## 本文抜粋

________

現代の世を虚無僧で生きる一路の日記。歴史、社会、時事問題を考える

尾張名古屋の再評価

2011-09-08 13:05:40 | 虚無僧日記
尾張藩幕末風雲録-血らずして事を収めよ』(渡辺博史)
 ブックショップ・マイタウン 2,650円

この本は、名古屋人の気質の“特殊性”を教えてくれる。

「名古屋検定試験、その①『名古屋城は誰が建てたか?』
「大工さん」ではない「徳川家康」が正解。

名古屋城の築城は慶長12年(1607)。これは家康の関東入封
から17年後。「関が原の合戦」から7年後。「大阪滅亡」の
7年前。

つまり、名古屋は、西国への備えとして新たに造られた
「軍事都市」だった。大垣-岐阜を通る「東山道(中山道)」と
桑名から海路を熱田に来る「東海道」の要衝を守るために
造られた。

「軍事都市」だから、“よそ者”の往来を許さず、江戸
初期においては、商業も文化も栄えなかった。「名古屋は
文化不毛」というのは、このスタート時にある。

それが一転するのは、100年後。8代将軍「吉宗」に
ライバル心を燃やした 尾張7代藩主「宗春」。
幕府の緊迫した財政立て直しのために「質素倹約令」を
発した「吉宗」に対して、「宗春」は、それを無視。
歌舞音曲を許し、「名古屋は芸どころ」と言われる
文化を築いた。

しかし、そのことが吉宗の逆鱗に触れ、「宗春」は
隠居謹慎。その処分にもおとなしく従う。

幕末に、尾張がさっさと徳川宗家を見限ったのは、
紀州家出身の「吉宗」との確執かとも言われるが、
どうもそうではないらしい。成瀬、竹腰の二家老は、
家康から派遣された目付役でもあり、家臣共は、
あくまで「お家安泰」のために、徳川宗家に従順
だった。

そして幕末、尾張の支藩「高須松平家」の「慶勝」が
聡明の噂高く、藩主に迎えられる。そして、慶勝は
「長州征討」の総督を命ぜられる。

この時 慶勝は、戦う意思はさらさら無く、長州藩の
家老3人の首を差し出させて、さっさと引き揚げて
しまった。

このことは、長らく「不甲斐ない」所業とされて
きたが、「内戦などやっている場合ではない」と
いうのは、坂本龍馬とも同じ意見。今日、平成の世
には、受け入れられる決断だ。

時代が変わり、評価も変わる。尾張藩の立場を再評価
させた「渡辺博史」氏の卓見にも感心する。

________

## 提供資料
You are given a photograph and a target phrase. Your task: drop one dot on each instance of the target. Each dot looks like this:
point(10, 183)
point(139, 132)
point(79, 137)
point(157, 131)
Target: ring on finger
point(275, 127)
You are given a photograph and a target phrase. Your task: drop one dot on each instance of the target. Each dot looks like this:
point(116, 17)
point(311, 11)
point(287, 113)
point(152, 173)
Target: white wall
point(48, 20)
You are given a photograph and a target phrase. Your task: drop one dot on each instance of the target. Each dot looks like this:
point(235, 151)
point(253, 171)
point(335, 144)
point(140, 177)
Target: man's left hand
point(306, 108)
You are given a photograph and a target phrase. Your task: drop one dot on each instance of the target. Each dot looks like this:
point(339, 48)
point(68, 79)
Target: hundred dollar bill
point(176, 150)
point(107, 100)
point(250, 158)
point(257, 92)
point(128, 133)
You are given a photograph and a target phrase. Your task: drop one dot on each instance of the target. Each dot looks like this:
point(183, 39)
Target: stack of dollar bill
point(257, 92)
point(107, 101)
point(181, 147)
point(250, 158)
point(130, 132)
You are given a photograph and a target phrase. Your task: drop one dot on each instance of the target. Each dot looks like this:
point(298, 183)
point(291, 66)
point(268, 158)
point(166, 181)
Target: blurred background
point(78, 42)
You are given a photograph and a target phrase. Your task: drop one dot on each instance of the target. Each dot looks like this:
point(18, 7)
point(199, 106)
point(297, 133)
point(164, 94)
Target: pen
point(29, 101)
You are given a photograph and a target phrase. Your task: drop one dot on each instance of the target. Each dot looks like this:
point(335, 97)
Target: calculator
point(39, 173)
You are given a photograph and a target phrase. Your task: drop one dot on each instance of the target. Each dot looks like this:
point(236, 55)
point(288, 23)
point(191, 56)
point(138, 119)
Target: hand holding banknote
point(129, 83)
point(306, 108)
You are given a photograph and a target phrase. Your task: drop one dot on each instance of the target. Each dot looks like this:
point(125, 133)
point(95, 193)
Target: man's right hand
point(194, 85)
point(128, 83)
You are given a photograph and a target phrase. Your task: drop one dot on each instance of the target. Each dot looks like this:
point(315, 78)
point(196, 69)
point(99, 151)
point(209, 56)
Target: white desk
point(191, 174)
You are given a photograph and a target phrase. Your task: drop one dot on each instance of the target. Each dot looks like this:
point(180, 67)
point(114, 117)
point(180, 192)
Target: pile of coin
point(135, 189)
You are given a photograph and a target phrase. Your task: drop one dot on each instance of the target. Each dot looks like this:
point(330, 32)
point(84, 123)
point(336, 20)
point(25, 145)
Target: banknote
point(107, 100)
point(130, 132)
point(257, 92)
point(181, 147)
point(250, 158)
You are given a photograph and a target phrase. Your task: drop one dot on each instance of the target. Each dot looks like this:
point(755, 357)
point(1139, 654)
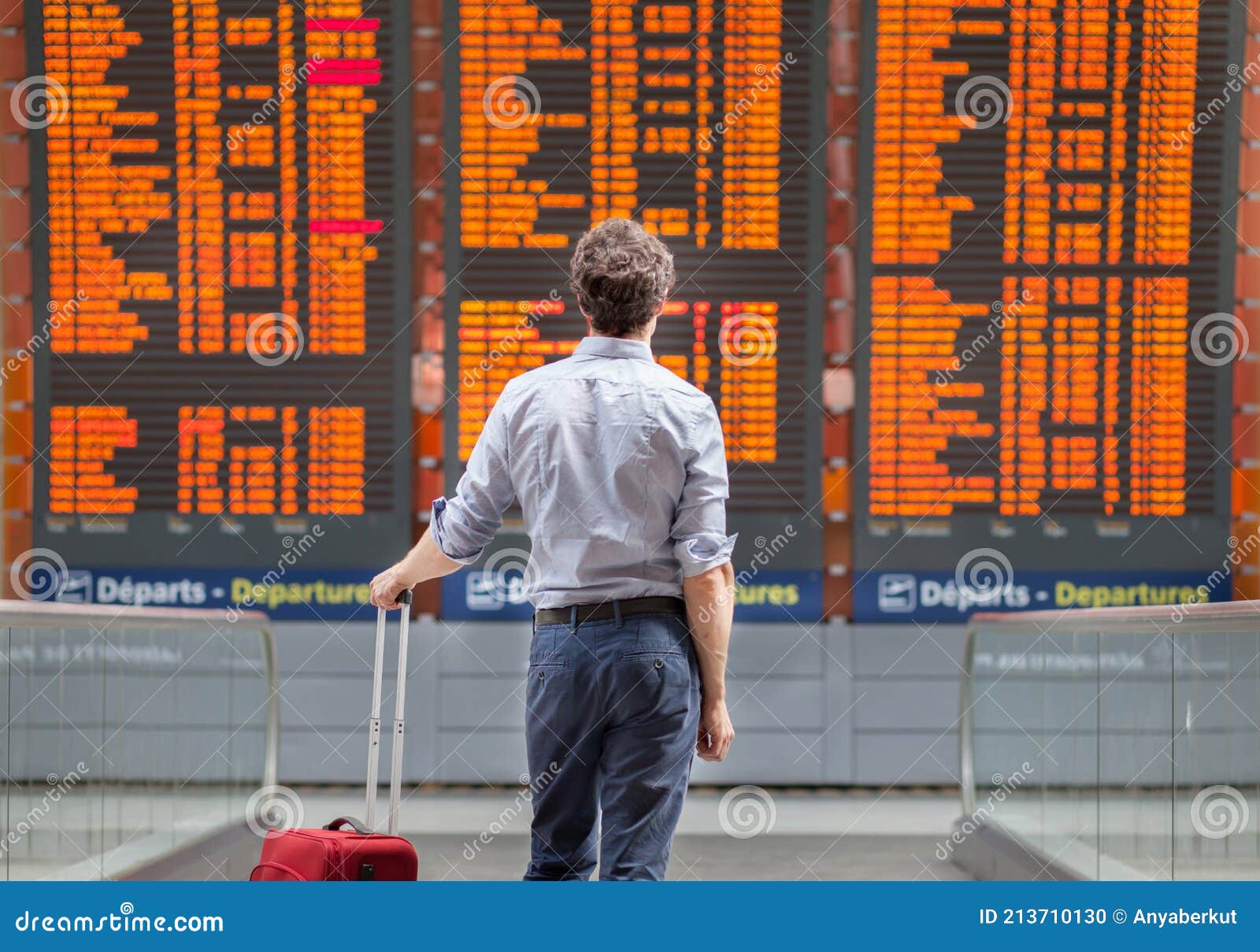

________

## 設問
尾張名古屋についての本文から、「名古屋城の築城は慶長12年(1607)。これは家康の関東入封」で始まり「文化不毛」というのは、このスタート時にある。」まで続く部分を、一字も変えずに書き写すこと。 項目は使わなくてよい。

## 解答
名古屋城の築城は慶長12年(1607)。これは家康の関東入封
から17年後。「関が原の合戦」から7年後。「大阪滅亡」の
7年前。

つまり、名古屋は、西国への備えとして新たに造られた
「軍事都市」だった。大垣-岐阜を通る「東山道(中山道)」と
桑名から海路を熱田に来る「東海道」の要衝を守るために
造られた。

「軍事都市」だから、“よそ者”の往来を許さず、江戸
初期においては、商業も文化も栄えなかった。「名古屋は
文化不毛」というのは、このスタート時にある。